Cosa fare: Indica quante righe dei dati qui sotto contengono la parola "house", distinguendo tra maiuscole e minuscole. Scrivi soltanto il numero.
=== Dati forniti ===
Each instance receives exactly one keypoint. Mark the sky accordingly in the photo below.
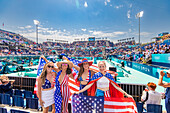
(74, 19)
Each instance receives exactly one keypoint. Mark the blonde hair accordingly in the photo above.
(102, 62)
(44, 72)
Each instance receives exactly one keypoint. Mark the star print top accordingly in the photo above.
(47, 84)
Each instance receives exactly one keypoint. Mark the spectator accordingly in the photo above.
(150, 96)
(167, 86)
(6, 84)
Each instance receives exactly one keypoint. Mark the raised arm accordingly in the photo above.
(118, 88)
(39, 91)
(160, 82)
(76, 67)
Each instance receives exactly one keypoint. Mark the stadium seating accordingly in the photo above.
(32, 103)
(3, 110)
(5, 99)
(17, 111)
(27, 94)
(18, 101)
(18, 92)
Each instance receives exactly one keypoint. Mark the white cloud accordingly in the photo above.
(108, 0)
(105, 3)
(28, 26)
(128, 14)
(85, 4)
(90, 31)
(83, 29)
(21, 27)
(119, 6)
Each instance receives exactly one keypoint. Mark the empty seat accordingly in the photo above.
(17, 111)
(5, 99)
(3, 110)
(32, 103)
(18, 92)
(154, 108)
(139, 107)
(18, 101)
(27, 94)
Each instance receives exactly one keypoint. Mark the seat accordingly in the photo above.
(32, 103)
(27, 94)
(18, 101)
(3, 110)
(139, 107)
(154, 108)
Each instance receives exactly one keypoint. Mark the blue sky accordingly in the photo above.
(70, 19)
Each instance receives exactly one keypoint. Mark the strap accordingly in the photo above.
(147, 95)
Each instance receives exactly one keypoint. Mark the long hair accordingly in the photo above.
(44, 73)
(80, 72)
(68, 71)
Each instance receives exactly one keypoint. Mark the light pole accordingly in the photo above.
(36, 22)
(139, 15)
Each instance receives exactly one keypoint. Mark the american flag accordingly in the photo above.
(111, 105)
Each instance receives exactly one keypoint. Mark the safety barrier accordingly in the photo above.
(26, 83)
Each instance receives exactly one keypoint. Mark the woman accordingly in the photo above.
(167, 86)
(46, 87)
(84, 75)
(6, 85)
(62, 92)
(103, 84)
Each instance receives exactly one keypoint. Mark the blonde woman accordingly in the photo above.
(46, 87)
(103, 84)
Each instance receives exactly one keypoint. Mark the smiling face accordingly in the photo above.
(168, 74)
(86, 65)
(50, 67)
(102, 66)
(64, 66)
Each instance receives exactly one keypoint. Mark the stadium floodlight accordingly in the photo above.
(36, 22)
(139, 15)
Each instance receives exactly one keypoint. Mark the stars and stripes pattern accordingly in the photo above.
(87, 104)
(41, 64)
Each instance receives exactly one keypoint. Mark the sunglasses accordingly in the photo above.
(51, 66)
(64, 64)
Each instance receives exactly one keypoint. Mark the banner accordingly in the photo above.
(161, 59)
(143, 68)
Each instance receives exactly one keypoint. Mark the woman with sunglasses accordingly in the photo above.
(46, 87)
(62, 92)
(103, 84)
(85, 74)
(167, 86)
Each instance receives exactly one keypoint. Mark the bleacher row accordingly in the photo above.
(23, 99)
(151, 108)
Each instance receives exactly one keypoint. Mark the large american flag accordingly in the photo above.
(41, 64)
(111, 105)
(91, 104)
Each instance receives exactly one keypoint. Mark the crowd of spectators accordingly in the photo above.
(15, 44)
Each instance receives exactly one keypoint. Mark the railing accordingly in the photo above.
(133, 89)
(26, 83)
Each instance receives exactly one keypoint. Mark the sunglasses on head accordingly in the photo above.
(65, 64)
(50, 66)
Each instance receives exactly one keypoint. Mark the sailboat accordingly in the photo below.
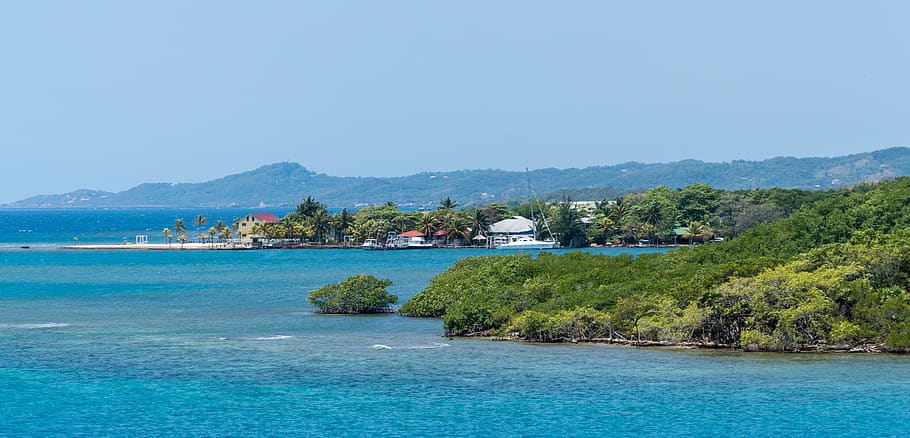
(531, 242)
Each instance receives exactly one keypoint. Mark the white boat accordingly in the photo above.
(418, 242)
(394, 241)
(528, 242)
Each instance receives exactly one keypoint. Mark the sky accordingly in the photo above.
(107, 95)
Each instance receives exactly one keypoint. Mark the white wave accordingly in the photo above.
(272, 338)
(34, 326)
(432, 346)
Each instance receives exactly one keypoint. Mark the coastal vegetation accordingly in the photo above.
(360, 293)
(799, 270)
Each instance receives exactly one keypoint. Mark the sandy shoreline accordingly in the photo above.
(160, 246)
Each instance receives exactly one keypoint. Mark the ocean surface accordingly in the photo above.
(224, 343)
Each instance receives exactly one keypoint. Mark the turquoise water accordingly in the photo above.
(129, 343)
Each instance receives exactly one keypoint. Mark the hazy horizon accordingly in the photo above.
(105, 96)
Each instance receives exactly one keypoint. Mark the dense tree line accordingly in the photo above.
(832, 270)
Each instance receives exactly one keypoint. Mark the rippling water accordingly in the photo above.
(224, 343)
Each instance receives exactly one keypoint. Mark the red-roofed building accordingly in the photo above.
(245, 225)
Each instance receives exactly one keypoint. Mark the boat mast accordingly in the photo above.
(542, 215)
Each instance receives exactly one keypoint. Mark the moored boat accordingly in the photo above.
(528, 242)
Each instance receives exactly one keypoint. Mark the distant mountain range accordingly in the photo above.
(286, 184)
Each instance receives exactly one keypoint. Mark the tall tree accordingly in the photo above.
(180, 231)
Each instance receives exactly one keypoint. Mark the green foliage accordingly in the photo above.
(834, 272)
(361, 293)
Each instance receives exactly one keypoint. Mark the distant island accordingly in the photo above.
(283, 185)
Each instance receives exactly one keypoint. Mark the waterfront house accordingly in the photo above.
(244, 226)
(510, 229)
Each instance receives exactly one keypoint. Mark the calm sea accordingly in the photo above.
(214, 343)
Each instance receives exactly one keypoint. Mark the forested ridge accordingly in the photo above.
(832, 275)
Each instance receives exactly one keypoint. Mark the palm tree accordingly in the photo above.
(480, 223)
(319, 224)
(456, 226)
(341, 223)
(199, 222)
(697, 230)
(309, 206)
(220, 227)
(447, 204)
(653, 215)
(180, 231)
(225, 232)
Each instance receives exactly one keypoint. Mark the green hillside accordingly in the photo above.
(285, 184)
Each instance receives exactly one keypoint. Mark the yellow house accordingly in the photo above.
(244, 226)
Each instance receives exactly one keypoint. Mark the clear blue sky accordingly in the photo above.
(108, 95)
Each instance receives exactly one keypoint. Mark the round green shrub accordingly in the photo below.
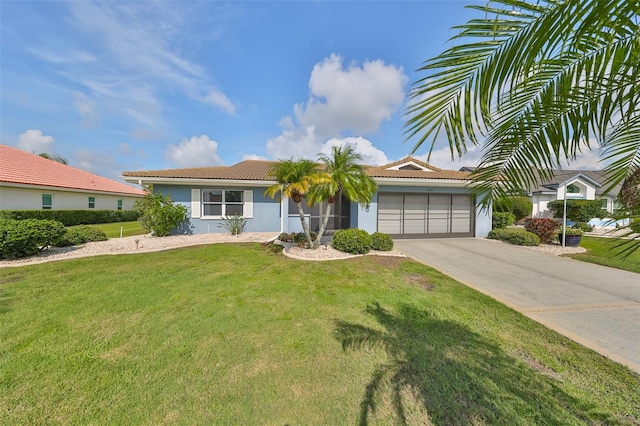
===
Risposta al compito: 2